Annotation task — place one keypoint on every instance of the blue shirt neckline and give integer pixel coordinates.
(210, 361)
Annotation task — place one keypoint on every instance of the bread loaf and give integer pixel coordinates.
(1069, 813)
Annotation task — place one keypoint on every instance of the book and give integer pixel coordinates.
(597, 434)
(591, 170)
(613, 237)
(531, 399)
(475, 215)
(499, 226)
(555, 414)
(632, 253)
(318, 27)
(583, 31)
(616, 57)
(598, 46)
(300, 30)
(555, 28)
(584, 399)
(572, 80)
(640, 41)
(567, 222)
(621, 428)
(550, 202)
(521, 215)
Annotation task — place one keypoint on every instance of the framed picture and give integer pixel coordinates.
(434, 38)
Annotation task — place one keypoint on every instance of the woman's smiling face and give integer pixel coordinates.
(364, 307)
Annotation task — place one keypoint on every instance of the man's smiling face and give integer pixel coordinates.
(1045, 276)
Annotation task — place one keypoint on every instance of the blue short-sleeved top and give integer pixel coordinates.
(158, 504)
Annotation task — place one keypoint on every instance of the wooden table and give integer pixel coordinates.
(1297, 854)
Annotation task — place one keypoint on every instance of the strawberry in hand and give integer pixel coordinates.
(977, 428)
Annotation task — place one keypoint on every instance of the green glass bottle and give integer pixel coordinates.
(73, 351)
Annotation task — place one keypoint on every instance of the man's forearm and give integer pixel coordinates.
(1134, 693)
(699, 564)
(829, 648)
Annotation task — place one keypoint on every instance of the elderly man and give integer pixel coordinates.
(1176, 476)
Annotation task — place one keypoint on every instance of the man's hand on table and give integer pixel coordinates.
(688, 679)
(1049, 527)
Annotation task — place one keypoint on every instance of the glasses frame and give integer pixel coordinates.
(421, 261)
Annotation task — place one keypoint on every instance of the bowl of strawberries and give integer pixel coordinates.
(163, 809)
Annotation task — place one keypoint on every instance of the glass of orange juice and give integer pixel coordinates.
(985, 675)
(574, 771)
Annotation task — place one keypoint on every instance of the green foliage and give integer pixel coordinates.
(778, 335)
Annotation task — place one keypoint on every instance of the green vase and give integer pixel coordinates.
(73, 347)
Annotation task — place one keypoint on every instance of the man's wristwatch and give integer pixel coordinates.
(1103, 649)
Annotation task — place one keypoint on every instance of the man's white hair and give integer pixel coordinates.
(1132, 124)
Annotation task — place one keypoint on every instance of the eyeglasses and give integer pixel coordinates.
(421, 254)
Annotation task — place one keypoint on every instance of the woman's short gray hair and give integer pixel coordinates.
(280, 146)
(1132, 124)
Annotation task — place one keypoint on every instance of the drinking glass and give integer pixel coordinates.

• _Prompt_
Your output consists solely of the lines from the one with "man and give integer pixel coordinates." through the last line, copied exactly.

• _The response_
Annotation task — place one keypoint on every instance of the elderly man and give integer pixel coordinates.
(1176, 476)
Annotation task — place one keypoint on every instance of the man's hand on table and give integer pixel coordinates.
(688, 679)
(1049, 527)
Annotation task — place one keypoint on every instance of the glasses frame and give integer pixel coordinates.
(421, 261)
Annotation task — place one keypoint on every instance of the bowl of strawberries and give integer pixel coordinates.
(163, 809)
Annotation task — place one keypoint on every instance of the glass of orange juice and give integer pixel coordinates.
(985, 675)
(574, 771)
Annotation task — place one keypoint on every instance of the green foliage and give integer pixel coordinates.
(778, 335)
Annotation task — place one keypoint on every instance of the green vase and give integer pixel coordinates.
(73, 347)
Annotation task — place one keypoint on every instance of the man's wristwatch and give integer pixel coordinates.
(1103, 649)
Annotation task — place one keypoint on every instance of the man's white hair and give integer pixel coordinates.
(1132, 124)
Annotation task — place one keypoint on every instance of the eyeglasses and give integer pixel coordinates.
(421, 254)
Annotation task — place one keypoint on every instance of the woman's short gray hair and give integer pixel coordinates.
(280, 146)
(1132, 124)
Annotation task — place one keypoint on every instance of the drinking glass and give integer pixel coordinates.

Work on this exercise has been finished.